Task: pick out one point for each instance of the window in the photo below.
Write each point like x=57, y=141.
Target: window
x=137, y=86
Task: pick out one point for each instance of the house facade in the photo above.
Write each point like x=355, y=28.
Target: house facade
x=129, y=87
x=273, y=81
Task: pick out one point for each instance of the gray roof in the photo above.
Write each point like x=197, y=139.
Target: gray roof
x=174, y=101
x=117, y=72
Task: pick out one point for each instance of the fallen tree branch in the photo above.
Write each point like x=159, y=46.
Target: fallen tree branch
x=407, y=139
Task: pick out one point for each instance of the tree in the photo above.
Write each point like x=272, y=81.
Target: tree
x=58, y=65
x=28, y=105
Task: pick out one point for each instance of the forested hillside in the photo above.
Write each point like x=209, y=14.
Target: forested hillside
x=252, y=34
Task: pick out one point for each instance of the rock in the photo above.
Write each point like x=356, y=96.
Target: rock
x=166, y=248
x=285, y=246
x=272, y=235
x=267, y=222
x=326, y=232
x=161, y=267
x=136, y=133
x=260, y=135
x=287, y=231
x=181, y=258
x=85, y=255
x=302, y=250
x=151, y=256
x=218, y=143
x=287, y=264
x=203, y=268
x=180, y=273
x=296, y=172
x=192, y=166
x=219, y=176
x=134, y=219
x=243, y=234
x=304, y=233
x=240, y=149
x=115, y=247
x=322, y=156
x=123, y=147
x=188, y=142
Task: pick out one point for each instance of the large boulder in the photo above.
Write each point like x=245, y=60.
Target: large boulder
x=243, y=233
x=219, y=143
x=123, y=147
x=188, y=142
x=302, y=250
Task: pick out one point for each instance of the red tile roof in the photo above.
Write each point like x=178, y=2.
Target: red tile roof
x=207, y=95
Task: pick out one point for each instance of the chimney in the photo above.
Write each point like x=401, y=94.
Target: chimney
-----
▸ Task description: Rewrite the items above, swapping "pick out" for "mark" everywhere it appears and leaving everything else the same.

▸ Reply to the exercise:
Task: mark one point for each instance of the window in the photo below.
Write each point like x=57, y=141.
Target: window
x=137, y=86
Task: mark one point for each instance of the house facade in the photo above.
Write each point like x=355, y=28.
Target: house facade
x=129, y=87
x=273, y=81
Task: mark one point for each instance of the gray roof in the photo above.
Write each point like x=197, y=139.
Target: gray roof
x=174, y=101
x=117, y=72
Task: mark one point for each instance of the fallen tree branch in the photo above.
Write each point like x=159, y=46.
Target: fallen tree branch
x=407, y=139
Task: mark one point for each instance of the tree in the photo above.
Write each point like x=272, y=81.
Target: tree
x=58, y=65
x=28, y=105
Task: mark one point for each instance of the forested hillside in the photo above.
Write each point like x=209, y=14.
Target: forested hillside
x=252, y=34
Task: mark one point for each instance of the rock in the photo above.
Write each point like x=356, y=96.
Target: rock
x=166, y=248
x=285, y=246
x=272, y=235
x=267, y=222
x=326, y=232
x=161, y=267
x=136, y=133
x=260, y=135
x=287, y=231
x=181, y=258
x=85, y=255
x=302, y=250
x=151, y=256
x=218, y=143
x=287, y=264
x=203, y=268
x=180, y=273
x=296, y=172
x=192, y=166
x=219, y=176
x=134, y=219
x=243, y=234
x=304, y=233
x=240, y=149
x=115, y=247
x=322, y=156
x=123, y=147
x=188, y=142
Task: mark one point for each instance of the large boulder in the photo above.
Write each point like x=245, y=60.
Target: large boulder
x=243, y=233
x=219, y=143
x=123, y=147
x=188, y=142
x=302, y=250
Task: mark one point for each instance of the red tile roof in the photo above.
Write each point like x=178, y=2.
Target: red tile roof
x=207, y=95
Task: mark one point for each instance of the chimney in the photo above.
Write each point like x=401, y=94.
Target: chimney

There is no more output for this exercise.